• TO-DO ITEM: Starting with the first line of the items below and going on through the line with "positive clicks: (34, 231)", give those lines as a JSON list of strings, one string per line. Leave out blank lines and the pictures.

• SOURCE DATA:
---+---

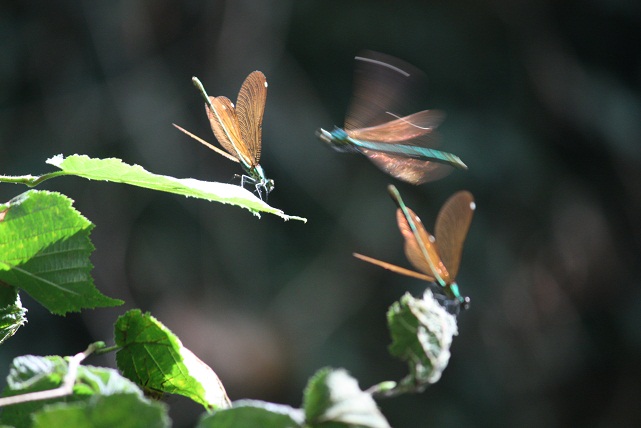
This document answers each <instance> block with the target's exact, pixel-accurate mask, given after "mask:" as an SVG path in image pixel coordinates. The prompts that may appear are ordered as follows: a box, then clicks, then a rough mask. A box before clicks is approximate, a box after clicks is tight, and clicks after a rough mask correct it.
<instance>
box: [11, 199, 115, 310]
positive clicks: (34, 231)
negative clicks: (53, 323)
mask: <svg viewBox="0 0 641 428" xmlns="http://www.w3.org/2000/svg"><path fill="white" fill-rule="evenodd" d="M71 204H72V201H71V199H69V198H67V197H65V196H63V195H61V194H59V193H53V192H46V191H36V190H30V191H28V192H25V193H23V194H22V195H20V196H18V197H16V198H14V199H12V200H11V201H9V202H8V203H7V204H4V205H0V212H3V220H2V221H0V281H1V282H4V283H6V284H10V285H12V286H14V287H17V288H19V289H22V290H24V291H26V292H27V293H29V295H30V296H31V297H33V298H34V299H35V300H37V301H38V302H39V303H40V304H42V305H43V306H44V307H46V308H47V309H48V310H49V311H51V312H53V313H55V314H61V315H64V314H66V313H68V312H78V311H80V310H81V309H84V308H95V307H106V306H117V305H120V304H122V301H121V300H116V299H111V298H109V297H107V296H105V295H103V294H101V293H100V292H99V291H98V290H97V289H96V287H95V286H94V284H93V279H92V277H91V274H90V272H91V269H92V268H93V265H92V264H91V262H90V261H89V256H90V254H91V253H92V252H93V250H94V247H93V245H92V244H91V241H90V240H89V234H90V232H91V230H92V229H93V224H91V222H90V221H89V220H87V219H86V218H85V217H83V216H82V215H81V214H80V213H79V212H78V211H76V210H75V209H74V208H73V207H72V206H71Z"/></svg>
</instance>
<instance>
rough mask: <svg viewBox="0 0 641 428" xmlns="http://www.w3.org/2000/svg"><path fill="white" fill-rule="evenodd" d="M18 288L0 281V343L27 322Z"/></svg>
mask: <svg viewBox="0 0 641 428" xmlns="http://www.w3.org/2000/svg"><path fill="white" fill-rule="evenodd" d="M26 313H27V310H26V309H25V308H24V307H23V306H22V302H21V301H20V296H19V295H18V289H17V288H15V287H12V286H10V285H7V284H3V283H2V282H0V344H2V343H4V341H5V340H7V339H8V338H10V337H11V336H13V335H14V334H16V331H18V329H19V328H20V327H22V326H23V325H24V323H26V322H27V318H26V317H25V315H26Z"/></svg>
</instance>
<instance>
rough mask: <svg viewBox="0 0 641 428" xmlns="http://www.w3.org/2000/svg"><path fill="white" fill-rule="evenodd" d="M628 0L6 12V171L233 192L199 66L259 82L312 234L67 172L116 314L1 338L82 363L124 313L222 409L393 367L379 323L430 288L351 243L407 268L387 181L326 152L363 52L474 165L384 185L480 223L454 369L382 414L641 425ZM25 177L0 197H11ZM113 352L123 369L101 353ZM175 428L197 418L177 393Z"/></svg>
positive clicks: (354, 164) (398, 415)
mask: <svg viewBox="0 0 641 428" xmlns="http://www.w3.org/2000/svg"><path fill="white" fill-rule="evenodd" d="M640 41H641V4H640V3H639V2H636V1H633V0H591V1H576V0H575V1H570V0H566V1H546V0H516V1H513V0H510V1H507V0H486V1H481V2H475V1H468V0H458V1H442V0H434V1H431V0H430V1H425V0H420V1H419V0H415V1H383V0H370V1H357V0H341V1H336V0H328V1H311V0H299V1H291V0H290V1H274V0H263V1H258V0H234V1H209V2H205V1H197V0H192V1H182V2H181V1H176V0H155V1H105V0H98V1H86V0H85V1H77V0H67V1H62V0H60V1H42V0H40V1H32V2H19V1H5V2H2V4H0V43H1V49H0V173H1V174H27V173H41V172H45V171H50V170H51V167H49V166H47V165H45V163H44V161H45V159H47V158H49V157H51V156H53V155H55V154H58V153H63V154H65V155H70V154H74V153H80V154H87V155H90V156H92V157H120V158H122V159H123V160H124V161H126V162H128V163H136V164H140V165H143V166H144V167H145V168H147V169H148V170H150V171H152V172H156V173H161V174H167V175H173V176H176V177H195V178H199V179H203V180H212V181H223V182H228V181H230V180H231V177H232V176H233V175H234V174H236V173H238V172H239V171H240V169H239V167H238V165H235V164H233V163H232V162H229V161H228V160H226V159H224V158H222V157H220V156H218V155H216V154H215V153H212V152H211V151H209V150H207V149H206V148H205V147H203V146H201V145H200V144H198V143H196V142H194V141H193V140H190V139H189V138H188V137H186V136H185V135H183V134H181V133H180V132H178V131H177V130H176V129H174V128H173V127H172V126H171V124H172V122H175V123H177V124H180V125H181V126H183V127H185V128H187V129H189V130H190V131H192V132H194V133H196V134H197V135H200V136H202V137H204V138H206V139H208V140H209V141H211V142H213V141H214V137H213V135H212V134H211V131H210V129H209V124H208V123H207V120H206V116H205V113H204V109H203V105H202V102H201V99H200V96H199V95H198V93H197V92H196V91H195V89H194V88H193V86H192V84H191V81H190V79H191V77H192V76H194V75H195V76H198V77H199V78H200V79H201V80H202V81H203V83H204V84H205V87H206V88H207V90H208V91H209V93H210V94H212V95H226V96H228V97H230V98H232V99H235V98H236V94H237V93H238V89H239V88H240V85H241V83H242V81H243V79H244V78H245V77H246V76H247V74H249V72H251V71H253V70H256V69H258V70H262V71H263V72H264V73H265V74H266V75H267V78H268V81H269V93H268V97H267V107H266V113H265V119H264V123H263V156H262V160H261V164H262V165H263V167H264V168H265V170H266V172H267V175H268V177H270V178H273V179H274V180H275V182H276V189H275V191H274V192H273V193H272V194H271V195H270V199H269V202H270V204H272V205H274V206H276V207H279V208H281V209H283V210H284V211H285V212H286V213H288V214H293V215H301V216H304V217H307V218H308V220H309V222H308V223H307V224H302V223H299V222H293V221H292V222H283V221H282V220H281V219H279V218H277V217H273V216H263V218H261V219H257V218H255V217H253V216H251V215H250V214H249V213H248V212H247V211H244V210H240V209H238V208H233V207H229V206H222V205H217V204H212V203H206V202H203V201H199V200H192V199H185V198H181V197H177V196H175V195H169V194H160V193H155V192H152V191H147V190H144V189H137V188H132V187H126V186H120V185H115V184H107V183H97V182H89V181H84V180H82V179H77V178H63V179H57V180H54V181H51V182H47V183H45V185H44V186H43V187H42V188H46V189H51V190H56V191H60V192H63V193H64V194H66V195H68V196H70V197H71V198H73V199H74V200H75V201H76V204H75V206H76V207H77V209H78V210H80V211H81V212H82V213H83V214H84V215H86V216H87V217H88V218H89V219H90V220H91V221H92V222H94V223H95V224H96V225H97V227H96V229H95V231H94V233H93V239H94V244H95V245H96V248H97V250H96V252H95V254H94V256H93V262H94V264H95V270H94V273H95V278H96V283H97V286H98V287H99V289H100V290H101V291H103V292H104V293H105V294H107V295H109V296H111V297H116V298H121V299H124V300H126V306H125V307H121V308H113V309H100V310H94V311H84V312H83V313H81V314H78V315H73V316H68V317H66V318H61V317H54V316H52V315H49V314H47V313H45V312H44V311H43V310H42V309H41V308H40V307H39V306H38V305H37V304H35V303H34V302H32V301H30V300H29V299H28V298H25V299H24V300H25V304H26V305H27V306H28V307H29V309H30V312H29V324H28V325H27V326H26V327H24V328H23V329H21V330H20V331H19V333H18V335H17V336H16V337H15V338H13V339H11V340H10V341H9V342H8V343H6V344H5V345H4V346H3V347H2V348H1V349H0V367H7V365H8V364H9V362H10V360H11V358H13V357H14V356H16V355H21V354H25V353H32V354H63V355H66V354H73V353H75V352H78V351H80V350H81V349H84V346H85V345H86V344H87V343H88V342H89V341H91V340H104V339H106V340H109V339H110V338H111V337H112V325H113V322H114V321H115V319H116V317H117V316H118V315H119V314H121V313H123V311H124V310H126V309H127V308H133V307H139V308H142V309H143V310H150V311H152V313H153V315H155V316H156V317H157V318H159V319H160V320H161V321H162V322H163V323H165V324H166V325H167V326H169V327H170V328H171V329H172V330H173V331H174V332H175V333H177V334H178V335H179V337H180V338H181V339H182V340H183V342H184V343H185V344H186V346H188V347H189V348H191V349H192V350H193V351H194V352H195V353H196V354H197V355H198V356H200V357H201V358H202V359H203V360H204V361H205V362H207V363H208V364H210V365H211V366H212V367H213V368H214V369H215V370H216V371H217V373H218V374H219V375H220V377H221V379H222V380H223V383H224V384H225V385H226V387H227V390H228V393H229V395H230V397H231V398H232V399H239V398H256V399H263V400H269V401H274V402H279V403H288V404H291V405H294V406H298V405H300V400H301V394H302V389H303V387H304V385H305V383H306V380H307V378H308V377H309V376H310V375H311V374H312V373H313V372H314V371H315V370H316V369H318V368H320V367H322V366H326V365H331V366H335V367H345V368H347V369H348V370H349V371H350V372H351V373H352V374H353V375H355V376H356V377H357V378H358V379H359V381H360V384H361V387H363V388H366V387H369V386H370V385H372V384H374V383H376V382H379V381H382V380H388V379H398V378H400V377H402V376H403V375H404V366H403V365H402V364H400V363H398V362H396V361H394V360H392V359H391V357H389V356H388V355H387V352H386V346H387V345H388V343H389V338H388V334H387V330H386V327H385V311H386V309H387V307H388V306H389V305H390V304H391V303H392V302H393V301H394V300H396V299H397V298H399V297H400V296H401V294H402V293H403V292H404V291H406V290H409V291H411V292H413V293H420V292H421V290H422V288H423V286H424V285H423V284H421V283H420V281H415V280H412V279H408V278H403V277H400V276H396V275H394V274H392V273H389V272H386V271H383V270H380V269H378V268H376V267H374V266H369V265H367V264H365V263H362V262H360V261H358V260H356V259H354V258H353V257H352V256H351V253H352V252H353V251H358V252H361V253H364V254H368V255H371V256H373V257H377V258H380V259H383V260H387V261H390V262H394V263H397V264H400V265H403V266H407V262H406V260H405V258H404V255H403V251H402V240H401V236H400V234H399V232H398V229H397V227H396V224H395V217H394V205H393V203H392V202H391V201H390V199H389V198H388V196H387V193H386V189H385V187H386V185H387V184H388V183H390V182H393V179H391V178H389V177H387V176H386V175H384V174H383V173H382V172H380V171H379V170H378V169H377V168H376V167H374V166H373V165H372V164H371V163H370V162H368V161H367V160H366V159H365V158H364V157H359V156H349V155H341V154H338V153H335V152H332V151H331V150H330V149H328V148H327V147H325V146H324V145H323V144H322V143H321V142H320V141H318V140H317V139H316V138H315V136H314V131H315V129H316V128H318V127H320V126H322V127H325V128H326V129H330V128H331V127H332V126H333V125H334V124H336V125H341V124H342V122H343V115H344V113H345V110H346V108H347V105H348V102H349V98H350V94H351V87H352V71H353V65H354V64H353V57H354V56H355V55H356V54H358V52H359V51H360V50H361V49H373V50H378V51H381V52H385V53H387V54H390V55H394V56H397V57H399V58H401V59H403V60H405V61H408V62H410V63H412V64H414V65H416V66H417V67H419V68H420V69H422V70H423V71H425V72H426V74H427V75H428V77H429V88H428V92H427V96H426V97H425V99H424V103H423V105H422V106H421V107H422V108H438V109H441V110H443V111H445V112H446V113H447V119H446V121H445V122H444V123H443V125H442V126H441V128H440V131H441V136H442V141H443V144H444V146H443V148H444V149H446V150H448V151H451V152H453V153H456V154H457V155H459V156H460V157H461V158H462V159H463V160H464V161H465V162H466V163H467V165H468V166H469V168H470V169H469V171H468V172H454V173H453V174H451V175H450V176H448V177H447V178H445V179H443V180H441V181H438V182H434V183H428V184H426V185H423V186H420V187H413V186H410V185H407V184H404V183H400V182H395V184H396V185H397V187H398V188H399V190H400V191H401V193H402V194H403V196H404V198H405V200H406V202H407V204H408V205H409V206H410V207H412V208H413V209H414V210H415V211H416V212H417V213H419V215H421V216H422V218H423V220H424V222H425V223H426V224H427V225H428V226H429V227H430V228H431V227H432V225H433V221H434V218H435V216H436V213H437V212H438V209H439V207H440V206H441V204H442V203H443V202H444V201H445V199H446V198H447V197H448V196H449V195H450V194H452V193H453V192H455V191H456V190H459V189H468V190H470V191H471V192H472V193H473V194H474V195H475V197H476V202H477V211H476V214H475V218H474V219H473V221H472V227H471V230H470V234H469V236H468V240H467V242H466V247H465V251H464V253H463V261H462V264H461V269H460V273H459V284H460V286H461V289H462V291H463V292H464V293H465V294H467V295H469V296H470V297H471V299H472V307H471V309H470V310H469V311H468V312H466V313H464V314H462V315H461V316H460V317H459V330H460V333H459V336H458V337H457V338H455V341H454V344H453V348H452V359H451V362H450V366H449V367H448V368H447V370H446V371H445V373H444V375H443V378H442V379H441V381H440V382H439V383H437V384H436V385H434V386H433V387H431V388H429V389H428V390H427V391H426V392H425V393H423V394H419V395H414V396H407V397H401V398H396V399H393V400H389V401H384V402H382V403H381V407H382V409H383V411H384V413H385V415H386V416H387V417H388V418H389V420H390V422H391V423H392V425H393V426H397V427H423V426H440V427H449V426H452V427H453V426H456V427H461V426H471V427H472V426H534V425H537V426H548V427H552V426H579V425H583V426H586V425H587V426H633V425H638V424H640V423H641V407H639V405H638V403H639V402H640V401H641V369H640V368H639V364H638V362H639V359H640V358H641V327H640V324H641V284H640V282H641V278H640V276H641V268H640V263H639V262H640V258H639V256H640V254H641V229H640V225H641V222H640V219H641V196H640V195H641V50H640V48H639V46H640V43H639V42H640ZM24 190H26V189H23V188H19V187H16V186H11V185H3V186H0V197H2V200H3V201H6V200H9V199H10V198H12V197H13V196H15V195H17V194H18V193H20V192H22V191H24ZM92 363H94V364H110V363H112V361H109V360H107V361H99V360H94V361H92ZM168 401H169V403H170V405H171V406H172V417H173V418H174V421H175V423H176V426H189V425H190V424H192V423H193V421H194V418H195V417H196V416H197V415H198V414H199V413H200V411H201V410H200V409H199V408H198V407H197V406H195V405H193V404H191V403H188V402H187V401H186V400H182V399H180V398H178V397H169V398H168Z"/></svg>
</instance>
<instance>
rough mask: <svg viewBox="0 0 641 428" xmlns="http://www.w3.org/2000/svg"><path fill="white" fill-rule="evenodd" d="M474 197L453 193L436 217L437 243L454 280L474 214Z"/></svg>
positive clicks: (438, 251)
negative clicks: (467, 232) (466, 236)
mask: <svg viewBox="0 0 641 428" xmlns="http://www.w3.org/2000/svg"><path fill="white" fill-rule="evenodd" d="M475 208H476V205H475V204H474V197H473V196H472V194H471V193H470V192H467V191H461V192H457V193H455V194H454V195H452V196H451V197H450V198H449V199H448V200H447V201H446V202H445V204H443V207H441V210H440V211H439V213H438V217H437V218H436V226H435V233H436V245H437V247H438V252H439V254H440V256H441V259H442V260H443V263H444V264H445V266H447V270H448V271H449V273H450V277H451V278H452V281H454V279H455V278H456V275H457V274H458V269H459V264H460V262H461V253H462V252H463V242H465V237H466V236H467V232H468V230H469V229H470V223H471V222H472V216H473V215H474V209H475Z"/></svg>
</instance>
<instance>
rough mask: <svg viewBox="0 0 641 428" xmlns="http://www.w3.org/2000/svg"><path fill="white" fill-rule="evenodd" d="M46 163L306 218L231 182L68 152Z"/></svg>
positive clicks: (122, 161) (84, 171)
mask: <svg viewBox="0 0 641 428" xmlns="http://www.w3.org/2000/svg"><path fill="white" fill-rule="evenodd" d="M47 163H49V164H51V165H54V166H56V167H58V168H60V169H61V170H62V171H64V172H65V174H67V175H77V176H79V177H84V178H88V179H90V180H101V181H111V182H114V183H124V184H130V185H132V186H138V187H144V188H147V189H152V190H159V191H162V192H169V193H176V194H178V195H184V196H191V197H194V198H201V199H207V200H209V201H216V202H221V203H224V204H232V205H237V206H239V207H242V208H246V209H248V210H250V211H251V212H252V213H253V214H255V215H258V213H259V212H266V213H270V214H275V215H277V216H279V217H282V218H283V219H285V220H290V219H292V220H301V221H304V222H306V221H307V220H306V219H304V218H302V217H296V216H288V215H286V214H285V213H283V212H282V211H281V210H279V209H276V208H273V207H271V206H269V205H267V204H266V203H265V202H264V201H262V200H260V199H259V198H258V197H256V195H254V194H253V193H251V192H250V191H249V190H247V189H245V188H243V187H241V186H236V185H233V184H227V183H216V182H209V181H200V180H196V179H193V178H174V177H169V176H167V175H158V174H153V173H151V172H149V171H147V170H145V169H144V168H143V167H141V166H139V165H128V164H126V163H124V162H123V161H121V160H120V159H116V158H109V159H92V158H90V157H88V156H84V155H72V156H68V157H67V158H64V157H63V156H62V155H58V156H54V157H53V158H51V159H48V160H47Z"/></svg>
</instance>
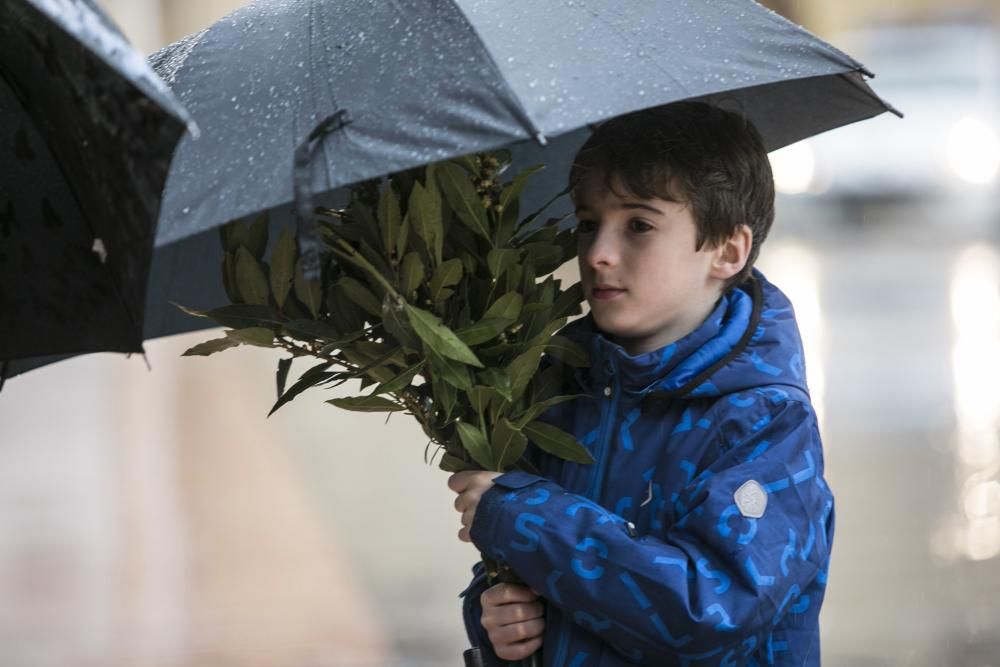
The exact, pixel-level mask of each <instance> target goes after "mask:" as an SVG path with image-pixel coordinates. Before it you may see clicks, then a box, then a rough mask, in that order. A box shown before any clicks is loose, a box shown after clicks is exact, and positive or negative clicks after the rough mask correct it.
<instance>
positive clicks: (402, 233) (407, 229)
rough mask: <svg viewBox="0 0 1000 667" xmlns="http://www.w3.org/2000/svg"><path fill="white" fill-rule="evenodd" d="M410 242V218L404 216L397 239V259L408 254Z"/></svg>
mask: <svg viewBox="0 0 1000 667" xmlns="http://www.w3.org/2000/svg"><path fill="white" fill-rule="evenodd" d="M409 242H410V216H409V215H405V216H403V222H402V224H401V225H400V226H399V238H397V239H396V257H402V256H403V254H404V253H405V252H406V248H407V245H408V244H409Z"/></svg>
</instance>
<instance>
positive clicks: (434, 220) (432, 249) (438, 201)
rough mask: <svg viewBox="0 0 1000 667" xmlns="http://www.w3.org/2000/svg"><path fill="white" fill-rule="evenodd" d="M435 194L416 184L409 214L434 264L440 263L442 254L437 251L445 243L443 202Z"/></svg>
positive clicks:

---+---

• FINISHED TASK:
[
  "This document answers each <instance> block with the target's exact, pixel-accurate mask, given after \"mask:\" as an SVG path in image pixel coordinates. The prompts that may appear are ordered as follows: a box, then clicks, then a rough mask. A box before clicks is approximate, a box after clicks is tight, and clicks after a rough mask correct it.",
  "<instance>",
  "box: [11, 199, 115, 310]",
  "positive clicks: (34, 231)"
]